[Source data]
>> BEGIN

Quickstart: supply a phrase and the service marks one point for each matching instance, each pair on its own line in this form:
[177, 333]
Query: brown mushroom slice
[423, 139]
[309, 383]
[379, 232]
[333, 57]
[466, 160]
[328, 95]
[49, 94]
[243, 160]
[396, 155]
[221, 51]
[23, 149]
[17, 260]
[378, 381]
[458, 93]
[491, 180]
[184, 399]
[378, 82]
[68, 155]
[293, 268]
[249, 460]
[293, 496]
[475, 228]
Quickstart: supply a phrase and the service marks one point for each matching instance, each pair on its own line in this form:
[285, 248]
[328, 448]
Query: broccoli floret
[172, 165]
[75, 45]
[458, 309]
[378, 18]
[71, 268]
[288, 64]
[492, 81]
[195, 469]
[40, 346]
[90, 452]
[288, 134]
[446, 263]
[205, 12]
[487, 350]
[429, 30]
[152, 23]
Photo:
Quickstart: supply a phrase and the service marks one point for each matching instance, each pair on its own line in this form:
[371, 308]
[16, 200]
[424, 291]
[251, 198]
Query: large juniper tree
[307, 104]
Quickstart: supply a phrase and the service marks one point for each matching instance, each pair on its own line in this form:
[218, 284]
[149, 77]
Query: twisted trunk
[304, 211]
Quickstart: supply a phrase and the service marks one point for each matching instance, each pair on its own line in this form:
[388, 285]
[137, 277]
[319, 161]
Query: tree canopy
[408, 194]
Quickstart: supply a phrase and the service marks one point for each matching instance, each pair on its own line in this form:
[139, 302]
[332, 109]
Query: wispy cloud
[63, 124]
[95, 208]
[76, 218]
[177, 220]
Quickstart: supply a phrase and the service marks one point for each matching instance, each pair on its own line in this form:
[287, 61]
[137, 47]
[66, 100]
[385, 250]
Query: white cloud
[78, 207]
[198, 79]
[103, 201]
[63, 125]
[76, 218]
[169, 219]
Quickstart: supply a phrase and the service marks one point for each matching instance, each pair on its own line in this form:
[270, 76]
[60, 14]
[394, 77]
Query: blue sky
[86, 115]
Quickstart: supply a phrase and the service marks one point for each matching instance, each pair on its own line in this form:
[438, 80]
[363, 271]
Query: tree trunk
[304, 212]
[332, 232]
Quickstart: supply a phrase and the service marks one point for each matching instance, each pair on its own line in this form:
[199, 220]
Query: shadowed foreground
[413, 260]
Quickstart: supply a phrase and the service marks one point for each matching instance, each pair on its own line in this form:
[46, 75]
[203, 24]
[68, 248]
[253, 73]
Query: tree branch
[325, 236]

>> END

**DIRECTIONS FOR THIS TASK**:
The entries above should be repeated exactly, every one of them.

**EXERCISE SOLUTION**:
Quickstart: supply a phrase and the service marks one point for each matching instance, each pair on its own line in this form:
[177, 333]
Query: brown mushroom slice
[423, 139]
[309, 383]
[379, 232]
[333, 57]
[466, 160]
[328, 95]
[49, 94]
[243, 160]
[396, 155]
[221, 51]
[23, 149]
[17, 260]
[378, 381]
[458, 93]
[491, 180]
[184, 399]
[378, 82]
[68, 155]
[293, 268]
[249, 460]
[293, 496]
[475, 228]
Quickstart: supply a phrase and the service marks one point for each matching instance, each pair on its own line in this form:
[285, 248]
[328, 448]
Query: broccoli floret
[172, 165]
[75, 45]
[458, 309]
[378, 18]
[71, 268]
[288, 64]
[492, 81]
[195, 469]
[40, 346]
[90, 452]
[288, 134]
[446, 263]
[205, 12]
[487, 350]
[429, 30]
[152, 23]
Photo:
Quickstart: supply a phrase and the service marks one point for each matching instance, each pair on its own line in this form:
[371, 308]
[16, 200]
[424, 291]
[251, 198]
Query: large juniper tree
[307, 104]
Quickstart: supply a phrase and the service marks one point for each matching instance, each pair on its own line in this form:
[218, 284]
[149, 77]
Query: twisted trunk
[304, 211]
Quickstart: supply a phrase and the service marks one point for each matching instance, each pair on its own line in this form:
[388, 285]
[137, 277]
[319, 161]
Query: tree canopy
[408, 194]
Quickstart: supply a phrase and the service marks one point for each matching instance, each pair on its own line in this form:
[139, 302]
[332, 109]
Query: wispy cloud
[63, 124]
[95, 208]
[76, 218]
[177, 220]
Quickstart: supply a phrase and the service marks one point for each matching instance, each pair on its own line in this form:
[287, 61]
[137, 47]
[66, 100]
[385, 250]
Query: white cloud
[78, 207]
[198, 79]
[103, 201]
[63, 125]
[76, 218]
[169, 219]
Quickstart: supply a phrase and the service marks one point for each matching instance, each pair on its own line in this form:
[270, 76]
[60, 14]
[394, 77]
Query: blue sky
[86, 115]
Quickstart: supply a phrase and the service marks one point for each matching instance, each pair on its own line in this form:
[438, 80]
[363, 271]
Query: tree trunk
[304, 212]
[332, 232]
Quickstart: supply a phrase and the service marks one point for each matching instance, each pair on its own line in this form:
[199, 220]
Query: shadowed foreground
[413, 260]
Quickstart: supply a phrase and the service marks one point for each matching instance, each pair on its own line in this form:
[46, 75]
[203, 24]
[68, 248]
[253, 73]
Query: tree branch
[325, 236]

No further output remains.